Transcribe only part of the material below: the lines from the one containing "Target: coiled white cable" through the one containing "Target: red no-parking sign", inclusive, exactly as written.

┌──

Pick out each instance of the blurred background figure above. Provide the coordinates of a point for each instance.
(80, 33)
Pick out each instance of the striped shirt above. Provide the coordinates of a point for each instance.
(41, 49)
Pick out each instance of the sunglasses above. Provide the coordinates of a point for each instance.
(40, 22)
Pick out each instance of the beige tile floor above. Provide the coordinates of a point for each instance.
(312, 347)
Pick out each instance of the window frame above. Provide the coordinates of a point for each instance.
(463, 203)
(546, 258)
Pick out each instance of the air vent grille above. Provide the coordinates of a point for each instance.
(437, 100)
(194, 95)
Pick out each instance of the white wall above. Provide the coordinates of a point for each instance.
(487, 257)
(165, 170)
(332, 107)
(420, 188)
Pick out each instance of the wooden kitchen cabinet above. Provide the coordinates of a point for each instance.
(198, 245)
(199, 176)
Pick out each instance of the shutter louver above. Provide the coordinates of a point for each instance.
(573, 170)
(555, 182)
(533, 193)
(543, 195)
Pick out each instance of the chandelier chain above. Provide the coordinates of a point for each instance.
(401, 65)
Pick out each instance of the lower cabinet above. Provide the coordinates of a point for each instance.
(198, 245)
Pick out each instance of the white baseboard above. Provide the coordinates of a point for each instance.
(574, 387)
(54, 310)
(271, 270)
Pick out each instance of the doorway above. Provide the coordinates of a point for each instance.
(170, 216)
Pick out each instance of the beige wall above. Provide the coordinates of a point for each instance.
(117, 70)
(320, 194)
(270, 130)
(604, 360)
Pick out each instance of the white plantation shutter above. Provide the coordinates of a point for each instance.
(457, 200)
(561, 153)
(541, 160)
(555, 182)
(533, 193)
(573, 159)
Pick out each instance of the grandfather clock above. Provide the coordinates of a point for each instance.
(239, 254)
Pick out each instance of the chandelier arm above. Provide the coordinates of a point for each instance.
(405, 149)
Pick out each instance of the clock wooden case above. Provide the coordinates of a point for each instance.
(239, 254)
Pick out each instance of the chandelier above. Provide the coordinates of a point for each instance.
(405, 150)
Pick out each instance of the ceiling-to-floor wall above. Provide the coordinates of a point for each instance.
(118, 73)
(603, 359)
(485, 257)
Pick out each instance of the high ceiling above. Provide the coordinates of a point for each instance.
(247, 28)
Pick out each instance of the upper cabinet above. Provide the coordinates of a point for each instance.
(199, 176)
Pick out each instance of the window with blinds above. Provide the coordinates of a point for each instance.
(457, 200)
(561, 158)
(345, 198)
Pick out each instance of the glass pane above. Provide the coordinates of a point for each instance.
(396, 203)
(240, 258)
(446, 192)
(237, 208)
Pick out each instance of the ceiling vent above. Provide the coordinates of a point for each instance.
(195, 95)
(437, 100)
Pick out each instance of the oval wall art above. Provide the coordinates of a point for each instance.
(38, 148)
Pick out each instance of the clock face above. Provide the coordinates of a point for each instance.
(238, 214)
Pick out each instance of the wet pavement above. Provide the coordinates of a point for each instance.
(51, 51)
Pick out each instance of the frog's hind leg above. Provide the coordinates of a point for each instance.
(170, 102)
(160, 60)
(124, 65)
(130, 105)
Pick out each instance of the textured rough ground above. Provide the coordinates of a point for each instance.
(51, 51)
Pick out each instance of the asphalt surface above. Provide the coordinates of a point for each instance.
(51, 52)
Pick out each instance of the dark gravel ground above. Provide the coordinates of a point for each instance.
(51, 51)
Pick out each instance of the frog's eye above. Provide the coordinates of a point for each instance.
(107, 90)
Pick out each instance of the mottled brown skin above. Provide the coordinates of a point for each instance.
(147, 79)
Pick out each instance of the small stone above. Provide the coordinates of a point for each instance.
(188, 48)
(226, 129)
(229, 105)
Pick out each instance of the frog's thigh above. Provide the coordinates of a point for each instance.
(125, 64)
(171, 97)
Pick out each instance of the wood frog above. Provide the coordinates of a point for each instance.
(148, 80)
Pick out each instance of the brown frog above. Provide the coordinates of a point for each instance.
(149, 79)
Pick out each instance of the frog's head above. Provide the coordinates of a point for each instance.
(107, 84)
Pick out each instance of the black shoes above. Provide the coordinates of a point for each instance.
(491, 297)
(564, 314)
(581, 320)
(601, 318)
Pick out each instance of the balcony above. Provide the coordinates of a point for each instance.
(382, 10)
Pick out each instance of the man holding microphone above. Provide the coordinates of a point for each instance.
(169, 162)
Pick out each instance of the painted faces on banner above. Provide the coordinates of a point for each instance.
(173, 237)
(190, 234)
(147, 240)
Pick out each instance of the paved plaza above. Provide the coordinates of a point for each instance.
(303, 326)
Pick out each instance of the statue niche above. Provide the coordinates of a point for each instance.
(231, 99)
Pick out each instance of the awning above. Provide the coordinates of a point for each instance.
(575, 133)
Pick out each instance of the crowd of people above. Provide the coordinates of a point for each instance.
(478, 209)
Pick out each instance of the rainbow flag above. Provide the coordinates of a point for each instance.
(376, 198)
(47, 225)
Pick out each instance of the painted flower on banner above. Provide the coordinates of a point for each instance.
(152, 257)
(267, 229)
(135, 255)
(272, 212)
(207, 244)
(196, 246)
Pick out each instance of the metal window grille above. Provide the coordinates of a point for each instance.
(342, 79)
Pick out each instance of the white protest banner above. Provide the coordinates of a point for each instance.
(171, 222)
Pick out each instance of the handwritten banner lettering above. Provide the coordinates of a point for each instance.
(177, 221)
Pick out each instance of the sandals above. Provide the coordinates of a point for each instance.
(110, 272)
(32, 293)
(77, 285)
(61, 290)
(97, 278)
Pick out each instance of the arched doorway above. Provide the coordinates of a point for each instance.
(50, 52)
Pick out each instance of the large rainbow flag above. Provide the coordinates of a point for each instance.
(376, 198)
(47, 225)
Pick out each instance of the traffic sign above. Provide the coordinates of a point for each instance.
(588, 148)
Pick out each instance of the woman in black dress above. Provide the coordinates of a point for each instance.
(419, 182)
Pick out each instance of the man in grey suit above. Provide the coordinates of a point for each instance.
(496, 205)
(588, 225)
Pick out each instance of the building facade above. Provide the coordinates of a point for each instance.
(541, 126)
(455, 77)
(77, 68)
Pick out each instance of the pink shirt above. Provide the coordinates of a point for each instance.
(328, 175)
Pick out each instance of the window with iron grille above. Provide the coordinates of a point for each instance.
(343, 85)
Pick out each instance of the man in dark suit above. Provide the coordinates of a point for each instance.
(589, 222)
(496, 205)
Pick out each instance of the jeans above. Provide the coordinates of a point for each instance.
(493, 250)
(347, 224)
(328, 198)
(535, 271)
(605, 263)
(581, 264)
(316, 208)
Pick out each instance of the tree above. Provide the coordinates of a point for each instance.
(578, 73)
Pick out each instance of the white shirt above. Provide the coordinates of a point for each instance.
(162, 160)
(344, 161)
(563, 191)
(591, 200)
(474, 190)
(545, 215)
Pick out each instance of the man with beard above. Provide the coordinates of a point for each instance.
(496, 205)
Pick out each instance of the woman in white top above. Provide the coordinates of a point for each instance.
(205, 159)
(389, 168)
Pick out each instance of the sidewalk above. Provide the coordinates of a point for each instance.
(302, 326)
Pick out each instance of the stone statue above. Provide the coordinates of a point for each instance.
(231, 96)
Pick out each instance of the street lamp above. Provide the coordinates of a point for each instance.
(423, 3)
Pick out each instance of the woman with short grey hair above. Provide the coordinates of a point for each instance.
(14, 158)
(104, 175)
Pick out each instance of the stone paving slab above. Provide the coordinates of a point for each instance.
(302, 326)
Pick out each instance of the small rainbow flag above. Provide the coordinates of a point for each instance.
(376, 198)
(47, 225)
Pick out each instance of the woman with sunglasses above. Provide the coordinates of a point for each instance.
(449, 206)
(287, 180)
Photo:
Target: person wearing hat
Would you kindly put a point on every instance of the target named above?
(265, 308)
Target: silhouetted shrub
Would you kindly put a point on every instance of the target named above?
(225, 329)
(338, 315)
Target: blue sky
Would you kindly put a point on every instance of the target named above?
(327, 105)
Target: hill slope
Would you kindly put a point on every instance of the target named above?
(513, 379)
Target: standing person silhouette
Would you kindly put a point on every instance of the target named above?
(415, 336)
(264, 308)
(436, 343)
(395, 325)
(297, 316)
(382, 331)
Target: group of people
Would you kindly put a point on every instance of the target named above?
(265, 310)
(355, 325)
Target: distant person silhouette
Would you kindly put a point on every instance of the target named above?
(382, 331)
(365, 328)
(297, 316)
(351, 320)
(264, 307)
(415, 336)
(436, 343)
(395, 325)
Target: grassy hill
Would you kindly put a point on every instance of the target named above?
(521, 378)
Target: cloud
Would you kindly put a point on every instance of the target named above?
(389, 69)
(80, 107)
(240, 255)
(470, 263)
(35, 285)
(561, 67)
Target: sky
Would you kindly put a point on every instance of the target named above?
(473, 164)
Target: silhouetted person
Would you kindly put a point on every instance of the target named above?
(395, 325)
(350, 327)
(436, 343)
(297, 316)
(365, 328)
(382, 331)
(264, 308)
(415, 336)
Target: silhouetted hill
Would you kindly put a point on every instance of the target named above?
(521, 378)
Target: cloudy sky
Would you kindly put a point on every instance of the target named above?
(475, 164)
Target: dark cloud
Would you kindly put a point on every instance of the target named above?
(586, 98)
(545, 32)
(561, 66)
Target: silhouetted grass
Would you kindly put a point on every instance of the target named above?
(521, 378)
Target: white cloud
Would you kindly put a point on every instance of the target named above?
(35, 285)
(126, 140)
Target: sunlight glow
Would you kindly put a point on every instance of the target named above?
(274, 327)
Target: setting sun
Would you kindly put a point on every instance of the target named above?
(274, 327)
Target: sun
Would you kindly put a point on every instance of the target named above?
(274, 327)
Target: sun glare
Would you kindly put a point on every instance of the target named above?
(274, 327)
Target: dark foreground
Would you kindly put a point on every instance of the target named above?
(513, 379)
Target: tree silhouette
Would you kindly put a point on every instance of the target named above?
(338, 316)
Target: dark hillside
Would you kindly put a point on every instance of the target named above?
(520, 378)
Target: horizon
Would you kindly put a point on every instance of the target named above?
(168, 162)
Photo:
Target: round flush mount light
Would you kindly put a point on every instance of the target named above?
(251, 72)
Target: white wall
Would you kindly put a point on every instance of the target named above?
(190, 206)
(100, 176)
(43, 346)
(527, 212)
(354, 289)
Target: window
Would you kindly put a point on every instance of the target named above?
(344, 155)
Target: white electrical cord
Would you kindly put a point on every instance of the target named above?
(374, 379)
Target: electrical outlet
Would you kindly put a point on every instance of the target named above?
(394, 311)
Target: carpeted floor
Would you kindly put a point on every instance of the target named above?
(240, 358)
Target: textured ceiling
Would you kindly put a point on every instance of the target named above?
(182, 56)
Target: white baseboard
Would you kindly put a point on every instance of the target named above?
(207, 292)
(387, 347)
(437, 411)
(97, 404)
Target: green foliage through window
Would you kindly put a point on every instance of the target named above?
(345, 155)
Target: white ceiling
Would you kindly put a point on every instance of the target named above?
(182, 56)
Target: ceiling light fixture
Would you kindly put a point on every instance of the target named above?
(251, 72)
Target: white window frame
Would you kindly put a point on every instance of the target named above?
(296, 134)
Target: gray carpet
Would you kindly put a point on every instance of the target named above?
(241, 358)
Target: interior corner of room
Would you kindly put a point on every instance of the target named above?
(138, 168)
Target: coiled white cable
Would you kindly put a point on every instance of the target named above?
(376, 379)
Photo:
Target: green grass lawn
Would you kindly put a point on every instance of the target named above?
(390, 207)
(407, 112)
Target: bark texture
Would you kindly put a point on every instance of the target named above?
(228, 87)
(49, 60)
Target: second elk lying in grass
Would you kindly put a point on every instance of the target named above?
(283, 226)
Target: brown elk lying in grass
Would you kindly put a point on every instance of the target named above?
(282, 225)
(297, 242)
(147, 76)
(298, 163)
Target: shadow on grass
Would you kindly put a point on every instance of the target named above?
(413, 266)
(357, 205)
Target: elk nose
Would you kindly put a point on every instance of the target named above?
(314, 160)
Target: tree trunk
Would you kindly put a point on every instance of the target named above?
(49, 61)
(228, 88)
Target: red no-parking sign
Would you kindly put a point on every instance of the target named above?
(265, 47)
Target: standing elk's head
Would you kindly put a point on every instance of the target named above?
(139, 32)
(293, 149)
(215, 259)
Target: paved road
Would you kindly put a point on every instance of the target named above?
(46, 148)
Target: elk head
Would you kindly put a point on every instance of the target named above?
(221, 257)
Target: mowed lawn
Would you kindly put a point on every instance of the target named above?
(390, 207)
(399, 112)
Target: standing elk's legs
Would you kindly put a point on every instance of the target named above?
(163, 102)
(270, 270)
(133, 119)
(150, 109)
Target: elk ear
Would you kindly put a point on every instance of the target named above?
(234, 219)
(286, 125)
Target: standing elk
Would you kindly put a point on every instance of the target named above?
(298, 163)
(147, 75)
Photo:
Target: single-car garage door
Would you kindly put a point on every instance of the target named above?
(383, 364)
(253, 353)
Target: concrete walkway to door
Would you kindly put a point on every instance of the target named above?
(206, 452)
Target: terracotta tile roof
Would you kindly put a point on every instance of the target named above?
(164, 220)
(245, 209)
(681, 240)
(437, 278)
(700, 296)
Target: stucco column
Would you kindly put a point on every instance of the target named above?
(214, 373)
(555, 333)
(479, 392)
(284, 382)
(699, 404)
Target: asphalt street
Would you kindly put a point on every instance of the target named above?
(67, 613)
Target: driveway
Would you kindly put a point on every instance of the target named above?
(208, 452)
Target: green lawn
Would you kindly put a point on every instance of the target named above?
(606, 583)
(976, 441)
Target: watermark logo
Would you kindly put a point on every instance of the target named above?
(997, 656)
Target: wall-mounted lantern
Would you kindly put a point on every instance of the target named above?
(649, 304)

└──

Response to the exercise>
Target: coiled white cable
Would you kindly put a point on every instance of the target named above?
(376, 379)
Photo:
Target: green grass lawn
Would you kindly put a point on every instance of the target named above?
(390, 207)
(407, 112)
Target: bark texture
Would you kindly put a point on every instance of the target named above?
(228, 87)
(49, 60)
Target: second elk lying in grass
Would you kindly put a point on every instance of the target named above?
(283, 226)
Target: brown elk lying in grass
Would you kindly put a point on every instance of the target named above?
(282, 225)
(297, 242)
(147, 76)
(298, 163)
Target: shadow on grass
Would you kindly put a point on every instance of the target named above?
(413, 266)
(357, 205)
Target: elk nose
Would you kindly put a point on every instance of the target named above?
(314, 160)
Target: tree trunk
Would you kindly put a point on every instance of the target named above?
(49, 61)
(228, 88)
Target: red no-parking sign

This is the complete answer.